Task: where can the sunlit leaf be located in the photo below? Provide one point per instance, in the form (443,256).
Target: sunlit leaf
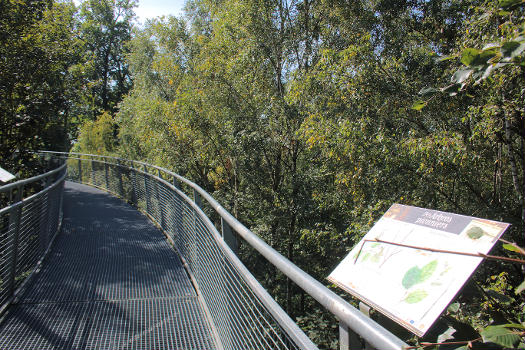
(507,4)
(446,335)
(512,48)
(520,288)
(427,270)
(416,296)
(500,335)
(453,308)
(461,75)
(428,91)
(418,105)
(513,248)
(469,55)
(411,277)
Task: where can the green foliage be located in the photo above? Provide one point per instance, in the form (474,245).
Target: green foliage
(300,118)
(97,137)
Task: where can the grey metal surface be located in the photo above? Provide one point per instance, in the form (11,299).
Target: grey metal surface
(111,281)
(150,188)
(30,217)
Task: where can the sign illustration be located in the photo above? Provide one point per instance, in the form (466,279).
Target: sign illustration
(414,286)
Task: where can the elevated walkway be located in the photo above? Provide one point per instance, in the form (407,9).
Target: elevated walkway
(82,269)
(111,281)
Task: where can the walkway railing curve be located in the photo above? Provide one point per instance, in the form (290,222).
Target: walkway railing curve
(30,218)
(244,314)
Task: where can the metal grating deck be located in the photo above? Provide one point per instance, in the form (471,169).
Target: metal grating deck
(111,281)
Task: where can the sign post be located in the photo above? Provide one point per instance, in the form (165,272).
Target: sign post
(412,286)
(5,176)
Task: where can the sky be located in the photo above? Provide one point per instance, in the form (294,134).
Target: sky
(154,8)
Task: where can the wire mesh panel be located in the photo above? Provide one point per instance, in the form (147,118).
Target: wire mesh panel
(28,223)
(240,314)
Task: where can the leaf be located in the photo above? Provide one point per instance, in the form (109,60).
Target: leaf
(448,334)
(427,271)
(475,232)
(483,73)
(513,248)
(512,49)
(411,277)
(461,75)
(428,91)
(453,308)
(418,105)
(474,58)
(452,90)
(469,55)
(501,298)
(500,335)
(416,296)
(507,4)
(520,288)
(445,58)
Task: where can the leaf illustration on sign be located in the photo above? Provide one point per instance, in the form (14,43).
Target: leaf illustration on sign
(415,296)
(475,232)
(416,275)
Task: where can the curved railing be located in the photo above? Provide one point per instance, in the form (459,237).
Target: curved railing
(244,314)
(30,218)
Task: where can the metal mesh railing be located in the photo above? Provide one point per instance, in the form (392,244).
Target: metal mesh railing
(244,315)
(30,218)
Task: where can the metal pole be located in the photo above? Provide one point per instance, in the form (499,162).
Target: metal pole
(106,173)
(120,187)
(348,340)
(79,170)
(92,171)
(229,236)
(134,200)
(146,188)
(14,222)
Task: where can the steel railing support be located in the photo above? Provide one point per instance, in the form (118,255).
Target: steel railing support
(14,227)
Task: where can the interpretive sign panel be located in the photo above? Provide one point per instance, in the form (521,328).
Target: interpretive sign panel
(414,286)
(5,176)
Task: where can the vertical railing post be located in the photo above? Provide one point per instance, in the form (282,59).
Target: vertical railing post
(120,187)
(106,174)
(160,208)
(134,199)
(229,236)
(178,213)
(79,170)
(348,340)
(14,227)
(193,234)
(176,183)
(146,188)
(93,171)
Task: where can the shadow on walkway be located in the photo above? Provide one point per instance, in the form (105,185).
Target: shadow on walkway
(111,281)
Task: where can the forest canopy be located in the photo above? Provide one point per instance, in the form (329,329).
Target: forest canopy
(306,119)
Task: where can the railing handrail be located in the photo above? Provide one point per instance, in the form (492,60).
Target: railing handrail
(24,182)
(372,332)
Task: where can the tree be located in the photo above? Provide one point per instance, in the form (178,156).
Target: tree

--*--

• Directions:
Return the material exactly as given, apart from the pictures.

• Result of this exercise:
Task: where can the sunlit leaf be located in the photo below? Provide one point per instance, in the form (443,256).
Target: sunlit leaf
(507,4)
(446,335)
(512,48)
(520,288)
(427,270)
(416,296)
(500,335)
(453,308)
(461,75)
(428,91)
(418,105)
(513,248)
(469,55)
(411,277)
Task: where can the green foliage be located in the photo above? Provide one point per instance, in the form (474,245).
Target: green foliage
(300,118)
(97,137)
Task: where can the grey metal surface be located in the photo above? Provide one point per instance, in the form (11,299).
Target: grey metal surface
(111,281)
(150,188)
(30,217)
Task: where can the sign illustration be located in the photo above? Provide one point per instance, in the form (466,279).
Target: sign illustration
(414,286)
Task: where can the elevated walkway be located in the photo above? Provide one point per instance, in the form (407,9).
Target: elevated walkway
(82,269)
(111,281)
Task: where can the walkway railing curve be located in the photo above? Provide one point per instance, in the form (290,222).
Target: walkway railing curve
(30,218)
(244,314)
Task: where can the metal grating deck be located in the photo above? Provide one point per instance, in the form (471,169).
Target: metal grating deck
(111,281)
Task: where can the sign post be located in the photo above? Provide one point per instance, in the form (165,272).
Target: sign post
(412,286)
(5,176)
Task: where can the sky be located in the photo above? Provide one point per instance, in the form (294,134).
Target: sky
(154,8)
Task: where can the wire mesh panel be located in the photo above? Provide one point per instance, in the form (147,118).
Target: wire mesh panel
(28,223)
(240,314)
Task: where can the leaf be located in the photo above? Provide one point per instance, in the form (109,60).
Target: leaf
(448,334)
(427,271)
(475,232)
(483,73)
(513,248)
(512,49)
(411,277)
(461,75)
(428,91)
(453,308)
(418,105)
(474,58)
(452,90)
(469,55)
(501,298)
(500,335)
(416,296)
(507,4)
(520,288)
(445,58)
Task: where can the leaf illustration on sign be located in the photo above? Provide one point per instance, in the form (14,43).
Target: leaf illustration on sign
(415,296)
(475,232)
(416,275)
Task: where can the curved railing be located in the photo above? Provide one point per instance, in the form (459,237).
Target: curved railing
(244,314)
(30,218)
Task: where can the metal mesh railing be located in the photo above? Provide one point per instance, in the form (392,244).
Target: metal mesh railing
(244,315)
(30,218)
Task: where can the metal pole be located in the photo above? Provide one point per instance, in the form (499,162).
Target: metal pole
(106,173)
(120,187)
(348,340)
(79,170)
(92,171)
(229,236)
(134,200)
(146,188)
(14,222)
Task: where can the steel railing support be located in the photo above? Provide one point per instance, in the form (118,255).
Target: steel railing support
(14,227)
Task: where can the interpretive sign panel be located in the photo above? Provide one point per instance, in the form (521,328).
Target: interpretive sign panel
(414,286)
(5,176)
Task: where can the vertical railing post be located in the photo above? Provide one point per instance, in the form (282,59).
Target: vertical railing post
(120,187)
(106,174)
(160,208)
(134,199)
(229,236)
(178,213)
(79,170)
(348,340)
(14,227)
(193,234)
(176,183)
(146,188)
(93,171)
Task: where can the shadow on walkway be located in the photo above? Provide one point per instance, in the form (105,185).
Target: shadow on walkway
(111,281)
Task: where can the forest canopy be located in the photo above? Provide one point per instance, in the form (329,329).
Target: forest canopy
(306,119)
Task: where can the railing handrail be located in the photo above? Provide one point per instance, in the form (492,60).
Target: railing handrail
(24,182)
(372,332)
Task: where can the tree be located in the photo above? Provide one point per instance, in the form (178,156).
Target: tree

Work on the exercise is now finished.